§ DIRECTION
Reproduce every line of the listing from the line containing "top in the photo above." through the end of the listing, requests included, and shift each coordinate value in the answer points by -95. Leave the pictures out.

§ MATERIAL TO PROCESS
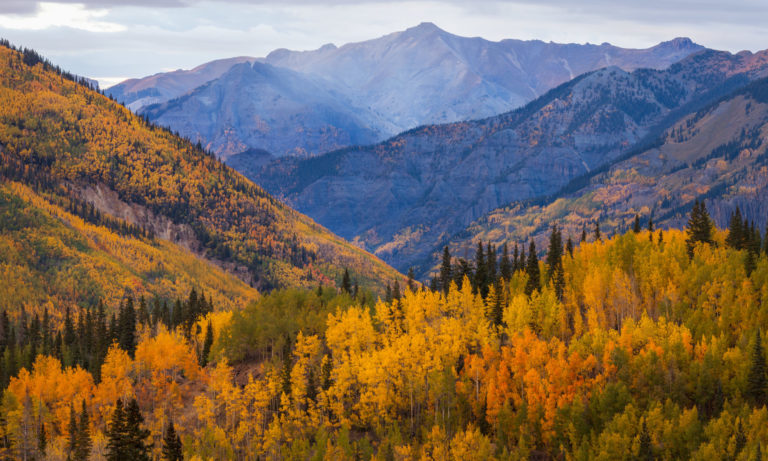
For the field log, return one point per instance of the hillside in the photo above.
(364, 92)
(718, 154)
(69, 143)
(51, 258)
(646, 353)
(432, 182)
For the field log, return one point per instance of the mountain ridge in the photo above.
(422, 75)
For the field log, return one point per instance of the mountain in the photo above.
(425, 75)
(402, 197)
(66, 147)
(367, 91)
(256, 104)
(136, 93)
(717, 154)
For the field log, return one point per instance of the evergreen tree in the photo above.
(555, 252)
(445, 270)
(127, 328)
(481, 271)
(699, 227)
(756, 377)
(740, 439)
(83, 450)
(346, 282)
(411, 280)
(117, 434)
(171, 444)
(491, 265)
(559, 282)
(532, 268)
(137, 448)
(516, 260)
(74, 431)
(645, 450)
(396, 290)
(505, 268)
(735, 238)
(42, 442)
(207, 344)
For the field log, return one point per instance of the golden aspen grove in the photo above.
(154, 304)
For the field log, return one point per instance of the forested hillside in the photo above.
(76, 147)
(718, 154)
(641, 346)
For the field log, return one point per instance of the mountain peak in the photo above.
(679, 43)
(423, 29)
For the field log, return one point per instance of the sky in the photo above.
(111, 40)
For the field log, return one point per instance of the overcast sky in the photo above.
(111, 40)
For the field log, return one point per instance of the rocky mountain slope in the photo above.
(367, 91)
(718, 154)
(256, 104)
(79, 150)
(402, 197)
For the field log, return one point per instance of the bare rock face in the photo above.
(401, 197)
(365, 92)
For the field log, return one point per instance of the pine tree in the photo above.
(505, 268)
(83, 450)
(411, 280)
(481, 271)
(699, 227)
(171, 444)
(346, 283)
(645, 450)
(73, 431)
(445, 270)
(127, 328)
(740, 439)
(207, 344)
(555, 252)
(42, 442)
(735, 238)
(559, 282)
(490, 263)
(117, 434)
(756, 377)
(396, 290)
(532, 268)
(516, 260)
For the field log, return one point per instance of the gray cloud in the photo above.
(190, 32)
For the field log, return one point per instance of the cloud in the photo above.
(99, 39)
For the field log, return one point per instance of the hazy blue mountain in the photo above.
(403, 196)
(717, 154)
(137, 93)
(256, 105)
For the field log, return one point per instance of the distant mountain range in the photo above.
(364, 92)
(405, 197)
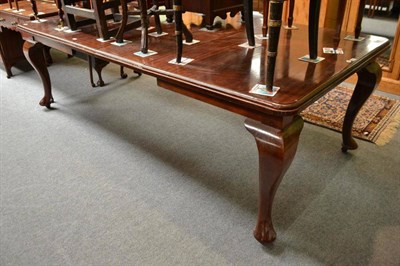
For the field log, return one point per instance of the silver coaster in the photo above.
(261, 37)
(307, 58)
(207, 30)
(351, 60)
(149, 53)
(61, 28)
(140, 28)
(262, 90)
(155, 34)
(246, 45)
(124, 42)
(102, 40)
(185, 61)
(38, 21)
(190, 43)
(290, 28)
(354, 39)
(71, 31)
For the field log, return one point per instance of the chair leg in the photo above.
(313, 21)
(265, 18)
(275, 15)
(178, 29)
(291, 10)
(248, 18)
(145, 27)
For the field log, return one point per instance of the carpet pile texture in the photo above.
(376, 122)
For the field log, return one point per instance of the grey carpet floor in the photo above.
(132, 174)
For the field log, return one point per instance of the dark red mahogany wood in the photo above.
(222, 74)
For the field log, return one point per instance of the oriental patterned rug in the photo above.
(376, 122)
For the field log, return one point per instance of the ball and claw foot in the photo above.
(351, 146)
(45, 101)
(100, 83)
(264, 233)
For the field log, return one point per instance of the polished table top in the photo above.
(222, 74)
(226, 71)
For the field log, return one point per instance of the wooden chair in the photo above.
(275, 20)
(99, 12)
(154, 10)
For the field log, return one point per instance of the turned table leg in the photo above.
(276, 150)
(34, 54)
(368, 79)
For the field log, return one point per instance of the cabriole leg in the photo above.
(276, 150)
(368, 79)
(34, 54)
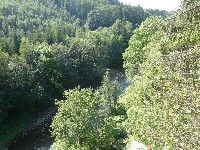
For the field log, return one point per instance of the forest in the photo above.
(57, 52)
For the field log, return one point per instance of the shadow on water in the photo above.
(38, 135)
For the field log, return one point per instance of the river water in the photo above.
(38, 137)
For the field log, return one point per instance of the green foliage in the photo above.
(162, 102)
(89, 119)
(135, 53)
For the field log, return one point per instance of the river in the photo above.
(38, 135)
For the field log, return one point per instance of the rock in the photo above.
(137, 146)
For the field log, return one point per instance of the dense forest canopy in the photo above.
(47, 46)
(51, 47)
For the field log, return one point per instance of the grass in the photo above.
(15, 125)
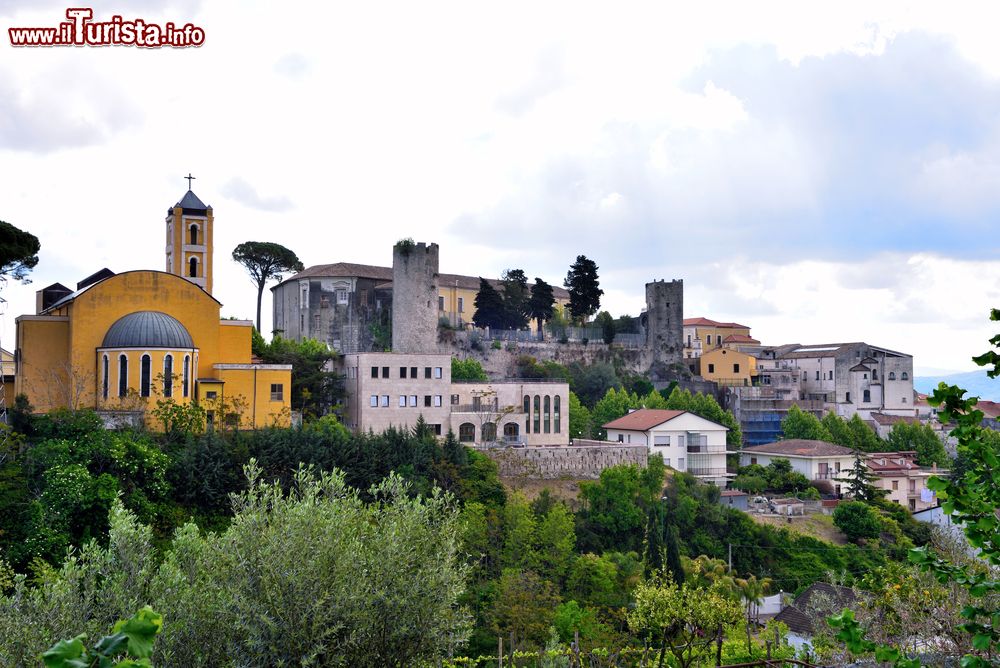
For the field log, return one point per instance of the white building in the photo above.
(686, 441)
(816, 460)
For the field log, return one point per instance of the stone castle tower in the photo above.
(189, 240)
(665, 323)
(414, 297)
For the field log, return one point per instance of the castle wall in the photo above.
(415, 297)
(571, 461)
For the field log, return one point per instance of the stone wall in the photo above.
(573, 461)
(665, 325)
(414, 297)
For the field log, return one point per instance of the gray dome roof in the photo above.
(147, 329)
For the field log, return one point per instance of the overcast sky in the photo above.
(817, 174)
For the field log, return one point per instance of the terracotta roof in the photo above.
(739, 338)
(812, 606)
(889, 420)
(384, 274)
(800, 447)
(643, 419)
(706, 322)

§ SOLUTION FOR THIS TASK
For the field log, return one point per instance of the polished table top in the photo above.
(127, -21)
(131, -24)
For the field log, return one point per instance of the wooden chair in the photo above.
(180, -75)
(4, -83)
(59, -85)
For the field log, return one point per instance of the turned table leg in the photo above.
(181, 55)
(-61, -41)
(273, -16)
For the field log, return one point per instance of the cabriole leg in the photo above.
(181, 55)
(273, -16)
(-61, -41)
For the field log, return one point per instance of the forest in the photo above.
(-38, -43)
For the field log, return one point per instance of the shadow on water in the photo above.
(-57, 40)
For the field log, return one point per instance of the river water in the photo above.
(-57, 42)
For the field log, return one point per instance of the green foliage in the photo above.
(67, 7)
(-6, 24)
(40, -42)
For the field log, return one point per instance of the river in the photo above.
(-57, 40)
For the field log, return one point per instance of the rock in the photo above.
(42, 51)
For the field log, return one point per instance of the dense forest canopy in the photo above.
(-48, -49)
(-44, -48)
For the field log, return one point per instance of the grass in the photo above.
(-80, 30)
For the field log, return one point per instance of the white building in the photo above.
(591, 346)
(721, 365)
For the field log, return one point per instance of the stone castle tower in the photo above.
(94, 145)
(570, 228)
(319, 202)
For the field log, return one point per instance of the castle wall in the photo above.
(320, 202)
(476, 366)
For the field log, return one point per instance of the stone wall in the photo above.
(478, 366)
(570, 230)
(319, 202)
For the field log, return one point per instance of the gray dome roof in the photo above.
(52, 234)
For the field log, return one point per instance of the overcast sky in the photo above.
(722, 79)
For the field log, return one point per instance of the terracotta roof in the photo above.
(644, 243)
(717, 511)
(794, 325)
(289, 179)
(705, 352)
(548, 324)
(611, 227)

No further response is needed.